## [ACTIVITY]
What is the number of lines in the listing that contain "order"? Give that number only.

PROVIDED DATA Block Start

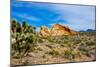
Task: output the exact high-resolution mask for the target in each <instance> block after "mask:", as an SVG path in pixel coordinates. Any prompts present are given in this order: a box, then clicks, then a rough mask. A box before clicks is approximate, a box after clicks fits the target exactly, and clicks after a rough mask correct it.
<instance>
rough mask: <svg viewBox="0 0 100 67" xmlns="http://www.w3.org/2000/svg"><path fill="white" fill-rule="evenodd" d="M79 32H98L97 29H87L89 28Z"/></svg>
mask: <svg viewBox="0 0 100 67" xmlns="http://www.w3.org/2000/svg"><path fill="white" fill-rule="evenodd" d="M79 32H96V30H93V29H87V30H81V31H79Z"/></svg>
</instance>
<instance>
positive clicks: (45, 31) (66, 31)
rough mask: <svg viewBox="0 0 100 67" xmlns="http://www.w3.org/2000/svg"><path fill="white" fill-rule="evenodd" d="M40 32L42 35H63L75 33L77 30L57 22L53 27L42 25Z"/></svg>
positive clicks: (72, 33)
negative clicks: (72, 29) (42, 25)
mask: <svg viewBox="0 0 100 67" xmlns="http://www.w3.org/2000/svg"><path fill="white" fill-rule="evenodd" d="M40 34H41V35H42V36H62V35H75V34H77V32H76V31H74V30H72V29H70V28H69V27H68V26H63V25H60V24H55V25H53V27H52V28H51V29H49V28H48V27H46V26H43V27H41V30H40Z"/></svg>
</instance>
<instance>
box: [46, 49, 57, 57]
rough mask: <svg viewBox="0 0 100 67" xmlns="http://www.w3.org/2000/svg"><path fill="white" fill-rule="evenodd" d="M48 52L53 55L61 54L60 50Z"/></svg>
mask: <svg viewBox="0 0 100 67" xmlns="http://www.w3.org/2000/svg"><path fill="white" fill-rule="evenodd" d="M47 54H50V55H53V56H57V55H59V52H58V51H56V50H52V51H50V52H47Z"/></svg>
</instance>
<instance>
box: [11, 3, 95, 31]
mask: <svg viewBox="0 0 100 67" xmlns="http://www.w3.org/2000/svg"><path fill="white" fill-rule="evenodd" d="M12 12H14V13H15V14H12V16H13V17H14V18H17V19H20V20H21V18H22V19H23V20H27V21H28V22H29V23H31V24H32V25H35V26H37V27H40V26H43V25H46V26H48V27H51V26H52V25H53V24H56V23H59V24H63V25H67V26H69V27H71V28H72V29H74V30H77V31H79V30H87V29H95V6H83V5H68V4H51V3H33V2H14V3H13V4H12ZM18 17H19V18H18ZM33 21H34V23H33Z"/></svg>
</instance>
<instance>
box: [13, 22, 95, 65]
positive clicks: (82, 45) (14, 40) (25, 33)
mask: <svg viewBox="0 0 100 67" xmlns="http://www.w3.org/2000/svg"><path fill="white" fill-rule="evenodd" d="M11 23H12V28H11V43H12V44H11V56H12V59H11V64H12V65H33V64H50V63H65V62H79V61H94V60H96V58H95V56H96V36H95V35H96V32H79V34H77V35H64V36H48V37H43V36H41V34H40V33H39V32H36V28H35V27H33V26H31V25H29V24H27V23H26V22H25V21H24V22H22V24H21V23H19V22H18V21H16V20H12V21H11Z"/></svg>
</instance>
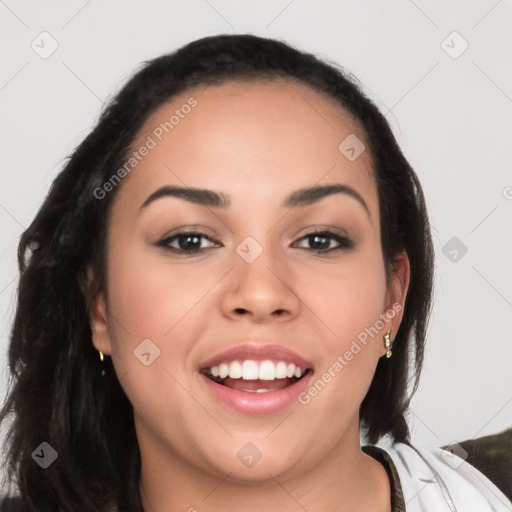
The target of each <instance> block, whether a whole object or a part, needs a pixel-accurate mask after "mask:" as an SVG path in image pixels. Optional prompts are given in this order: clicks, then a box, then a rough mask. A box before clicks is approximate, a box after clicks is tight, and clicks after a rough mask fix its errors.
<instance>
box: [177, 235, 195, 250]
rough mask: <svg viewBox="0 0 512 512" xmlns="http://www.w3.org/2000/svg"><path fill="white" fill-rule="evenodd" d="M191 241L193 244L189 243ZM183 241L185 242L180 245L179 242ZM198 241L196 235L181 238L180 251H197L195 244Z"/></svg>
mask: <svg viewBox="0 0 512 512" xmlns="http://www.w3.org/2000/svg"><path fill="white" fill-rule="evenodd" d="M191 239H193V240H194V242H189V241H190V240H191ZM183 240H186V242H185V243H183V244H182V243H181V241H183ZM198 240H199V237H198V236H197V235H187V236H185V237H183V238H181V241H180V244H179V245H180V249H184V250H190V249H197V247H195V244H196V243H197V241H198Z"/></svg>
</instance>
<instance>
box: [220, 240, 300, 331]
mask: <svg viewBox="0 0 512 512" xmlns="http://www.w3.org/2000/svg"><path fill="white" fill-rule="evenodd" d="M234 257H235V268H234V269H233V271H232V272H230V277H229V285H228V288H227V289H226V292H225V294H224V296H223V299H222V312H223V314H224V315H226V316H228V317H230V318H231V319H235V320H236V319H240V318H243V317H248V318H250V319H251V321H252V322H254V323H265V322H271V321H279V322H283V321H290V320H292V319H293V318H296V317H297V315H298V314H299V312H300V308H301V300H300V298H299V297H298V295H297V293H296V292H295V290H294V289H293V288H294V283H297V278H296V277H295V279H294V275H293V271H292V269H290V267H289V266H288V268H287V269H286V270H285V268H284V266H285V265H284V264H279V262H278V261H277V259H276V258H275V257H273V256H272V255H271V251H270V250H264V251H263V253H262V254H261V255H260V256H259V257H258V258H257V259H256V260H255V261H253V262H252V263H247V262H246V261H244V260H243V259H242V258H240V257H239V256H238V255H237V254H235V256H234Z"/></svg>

PROVIDED DATA Block End
PROVIDED DATA Block Start

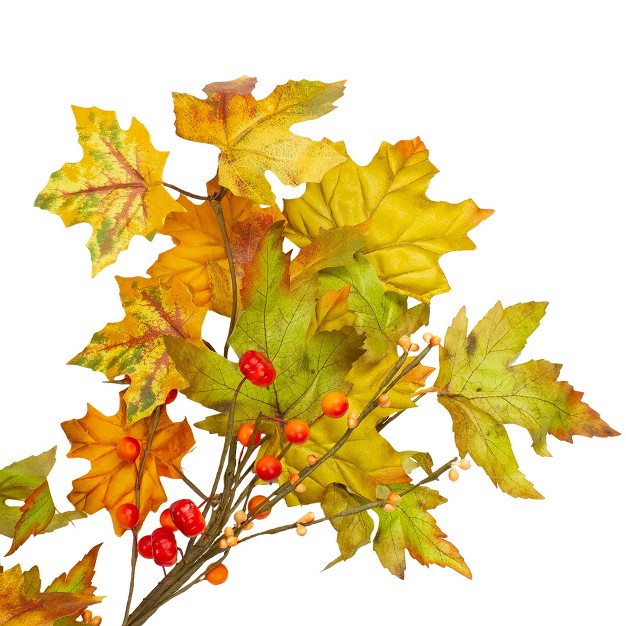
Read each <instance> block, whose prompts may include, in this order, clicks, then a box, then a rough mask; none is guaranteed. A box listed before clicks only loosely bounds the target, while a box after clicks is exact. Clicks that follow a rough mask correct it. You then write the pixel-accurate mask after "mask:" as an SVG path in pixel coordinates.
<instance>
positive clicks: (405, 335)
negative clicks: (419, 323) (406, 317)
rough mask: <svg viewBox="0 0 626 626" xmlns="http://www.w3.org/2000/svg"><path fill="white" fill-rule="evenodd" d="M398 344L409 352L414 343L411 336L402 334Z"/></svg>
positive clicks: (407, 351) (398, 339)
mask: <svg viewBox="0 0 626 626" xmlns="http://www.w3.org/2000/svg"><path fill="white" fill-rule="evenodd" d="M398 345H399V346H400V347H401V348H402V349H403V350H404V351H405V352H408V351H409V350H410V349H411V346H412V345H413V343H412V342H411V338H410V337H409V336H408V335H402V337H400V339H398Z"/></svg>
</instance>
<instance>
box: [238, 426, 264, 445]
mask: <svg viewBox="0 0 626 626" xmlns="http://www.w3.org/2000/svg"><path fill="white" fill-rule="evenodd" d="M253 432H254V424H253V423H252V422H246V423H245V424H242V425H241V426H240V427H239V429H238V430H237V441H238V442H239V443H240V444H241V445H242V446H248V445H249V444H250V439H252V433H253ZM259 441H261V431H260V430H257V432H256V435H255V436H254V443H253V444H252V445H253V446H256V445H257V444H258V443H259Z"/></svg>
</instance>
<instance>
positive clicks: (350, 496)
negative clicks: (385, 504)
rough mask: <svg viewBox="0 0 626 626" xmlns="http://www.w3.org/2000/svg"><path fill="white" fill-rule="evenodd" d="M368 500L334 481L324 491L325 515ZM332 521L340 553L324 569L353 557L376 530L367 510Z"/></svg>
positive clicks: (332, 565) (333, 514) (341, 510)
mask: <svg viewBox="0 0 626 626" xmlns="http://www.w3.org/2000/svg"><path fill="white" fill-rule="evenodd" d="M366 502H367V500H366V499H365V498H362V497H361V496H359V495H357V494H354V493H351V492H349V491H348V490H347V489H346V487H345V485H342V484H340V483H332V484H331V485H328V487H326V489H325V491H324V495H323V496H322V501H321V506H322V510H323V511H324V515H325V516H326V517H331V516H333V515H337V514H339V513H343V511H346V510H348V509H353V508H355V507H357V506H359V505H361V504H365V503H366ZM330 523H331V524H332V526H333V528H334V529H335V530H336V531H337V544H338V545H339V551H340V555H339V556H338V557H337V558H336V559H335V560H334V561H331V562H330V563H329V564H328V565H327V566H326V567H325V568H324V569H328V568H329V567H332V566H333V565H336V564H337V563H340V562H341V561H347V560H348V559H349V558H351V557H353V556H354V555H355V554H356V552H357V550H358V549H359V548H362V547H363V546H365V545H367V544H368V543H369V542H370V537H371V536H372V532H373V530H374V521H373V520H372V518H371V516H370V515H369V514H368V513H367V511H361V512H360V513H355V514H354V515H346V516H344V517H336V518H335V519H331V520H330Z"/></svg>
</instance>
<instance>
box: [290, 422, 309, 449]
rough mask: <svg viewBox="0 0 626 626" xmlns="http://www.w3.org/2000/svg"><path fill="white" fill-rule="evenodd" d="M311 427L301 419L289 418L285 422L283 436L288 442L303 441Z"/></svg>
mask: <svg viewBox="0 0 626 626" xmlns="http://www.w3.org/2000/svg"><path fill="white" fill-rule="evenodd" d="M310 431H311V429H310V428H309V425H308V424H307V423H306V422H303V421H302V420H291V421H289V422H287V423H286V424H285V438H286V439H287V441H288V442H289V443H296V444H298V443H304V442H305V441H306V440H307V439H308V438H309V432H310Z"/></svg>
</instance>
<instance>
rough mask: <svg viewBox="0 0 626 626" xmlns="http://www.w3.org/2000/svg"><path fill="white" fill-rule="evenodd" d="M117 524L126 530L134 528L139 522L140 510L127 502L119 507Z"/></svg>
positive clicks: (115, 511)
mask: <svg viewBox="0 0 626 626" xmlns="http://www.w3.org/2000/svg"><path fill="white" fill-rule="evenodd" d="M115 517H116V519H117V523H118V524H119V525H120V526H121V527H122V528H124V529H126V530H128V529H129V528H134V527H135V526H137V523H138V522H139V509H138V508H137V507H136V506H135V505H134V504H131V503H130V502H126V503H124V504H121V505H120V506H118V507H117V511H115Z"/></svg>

PROVIDED DATA Block End

## [WRITTEN RESPONSE]
3